- **Passage shown**
######

I present to your attention a small comparison.



For the test, I made a project in Cube MX that includes USB_DEVICE and Mass Storage Class. These are pretty large libraries for testing.



The resulting main.c looks something like this:



int main() 
{
  HAL_Init();
  SystemClock_Config();
  MX_GPIO_Init();
  MX_USB_DEVICE_Init();
}


Define USBD_DEBUG_LEVEL is set to 0 so that USB stack debug messages do not require printf



Included compilers:



  • IAR EWARM 8.32.1
  • arm-none-eab-gcc 7-2018-q2-update (STM32 Cube IDE 1.4.2)
  • ARMCC v5.06 update 7 (Keil uVision 5.32 environment)
  • ARMCC v6.14.1 (Keil uVision 5.32 environment)


IAR settings:



  • Optimized for size
  • Run-time library NORMAL
  • No low level IO (printf disabled)
  • Linker optimizations enabled: Inline small routines, merge duplicate sections


GCC settings:



  • Reduced runtime library --specs = nano.specs
  • Optimize for size -Os
  • Place functions in their own sections --ffunction-sections
  • Place data in their own sections --ffdata-sections
  • Discard unused sections -Wl, --gc-sections


Armcc5 settings:



  • Use micro lib
  • Use cross module optimization
  • Optimization -O3
  • One ELF section per function --split_sections


Armcc6 settings:



  • Use micro lib
  • Optimization image size -Oz
  • One ELF section per function --split_sections




Gcc armcc5 IAR armcc6
Firmware size 14036 13548 12997 12984




UPD

IAR has a multi-file compilation option. If you turn it on, then IAR goes ahead by a significant margin. The firmware is reduced to 12,746 bytes.



As you can see, armcc6 is slightly better than IAR. It is followed by armcc5, 4% behind, and gcc is 8% behind the leader.



It should be noted that the KEIL option "Use cross module optimization" significantly increased the compilation time, but did not nearly reduce the code size.

######

- **Given information**
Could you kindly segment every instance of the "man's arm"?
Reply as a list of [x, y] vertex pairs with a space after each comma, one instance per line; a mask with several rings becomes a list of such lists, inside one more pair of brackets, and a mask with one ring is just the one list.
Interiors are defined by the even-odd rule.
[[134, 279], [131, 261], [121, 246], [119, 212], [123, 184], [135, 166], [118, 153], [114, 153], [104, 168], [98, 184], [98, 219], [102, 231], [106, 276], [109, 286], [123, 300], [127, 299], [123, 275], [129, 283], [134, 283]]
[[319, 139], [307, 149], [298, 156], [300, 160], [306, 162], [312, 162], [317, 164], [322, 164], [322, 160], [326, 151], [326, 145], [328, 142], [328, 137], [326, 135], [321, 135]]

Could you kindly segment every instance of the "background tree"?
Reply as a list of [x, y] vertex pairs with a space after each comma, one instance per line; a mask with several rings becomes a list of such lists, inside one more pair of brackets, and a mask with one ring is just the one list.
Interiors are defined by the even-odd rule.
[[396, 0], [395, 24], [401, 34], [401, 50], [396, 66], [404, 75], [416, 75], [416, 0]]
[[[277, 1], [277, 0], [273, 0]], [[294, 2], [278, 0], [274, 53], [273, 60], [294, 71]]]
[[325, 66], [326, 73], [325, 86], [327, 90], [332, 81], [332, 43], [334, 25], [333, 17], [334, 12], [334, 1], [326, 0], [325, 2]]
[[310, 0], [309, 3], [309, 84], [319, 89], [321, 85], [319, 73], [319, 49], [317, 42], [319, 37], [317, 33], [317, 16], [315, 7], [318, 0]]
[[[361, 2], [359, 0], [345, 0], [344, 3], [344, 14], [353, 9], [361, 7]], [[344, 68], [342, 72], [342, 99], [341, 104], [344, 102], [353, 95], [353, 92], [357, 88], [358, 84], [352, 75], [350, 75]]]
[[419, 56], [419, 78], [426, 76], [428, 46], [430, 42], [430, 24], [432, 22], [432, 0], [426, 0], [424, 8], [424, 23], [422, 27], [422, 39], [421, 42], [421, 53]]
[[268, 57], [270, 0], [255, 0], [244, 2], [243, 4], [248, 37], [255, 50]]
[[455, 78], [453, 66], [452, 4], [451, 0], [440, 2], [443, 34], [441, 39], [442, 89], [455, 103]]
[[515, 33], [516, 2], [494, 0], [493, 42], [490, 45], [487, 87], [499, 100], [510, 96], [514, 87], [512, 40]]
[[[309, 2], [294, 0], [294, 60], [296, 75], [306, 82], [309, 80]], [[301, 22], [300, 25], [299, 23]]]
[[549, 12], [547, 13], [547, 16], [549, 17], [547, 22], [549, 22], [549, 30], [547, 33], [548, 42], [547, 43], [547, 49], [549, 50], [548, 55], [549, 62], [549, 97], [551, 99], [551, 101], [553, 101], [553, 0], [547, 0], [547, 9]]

######

- **Your tasks**
A – Extract the part of the compiler comparison between "Define USBD_DEBUG_LEVEL is" and "7 (Keil uVision 5.32 environment)", inclusive.
B – Copy the rows word for word, from the first line of the rows through the line holding "135], [321, 135]]", inclusive.
The rows have nothing to do with the compiler comparison.

- **Task-by-task results**
A –
Define USBD_DEBUG_LEVEL is set to 0 so that USB stack debug messages do not require printf



Included compilers:



  • IAR EWARM 8.32.1
  • arm-none-eab-gcc 7-2018-q2-update (STM32 Cube IDE 1.4.2)
  • ARMCC v5.06 update 7 (Keil uVision 5.32 environment)

B –
Could you kindly segment every instance of the "man's arm"?
Reply as a list of [x, y] vertex pairs with a space after each comma, one instance per line; a mask with several rings becomes a list of such lists, inside one more pair of brackets, and a mask with one ring is just the one list.
Interiors are defined by the even-odd rule.
[[134, 279], [131, 261], [121, 246], [119, 212], [123, 184], [135, 166], [118, 153], [114, 153], [104, 168], [98, 184], [98, 219], [102, 231], [106, 276], [109, 286], [123, 300], [127, 299], [123, 275], [129, 283], [134, 283]]
[[319, 139], [307, 149], [298, 156], [300, 160], [306, 162], [312, 162], [317, 164], [322, 164], [322, 160], [326, 151], [326, 145], [328, 142], [328, 137], [326, 135], [321, 135]]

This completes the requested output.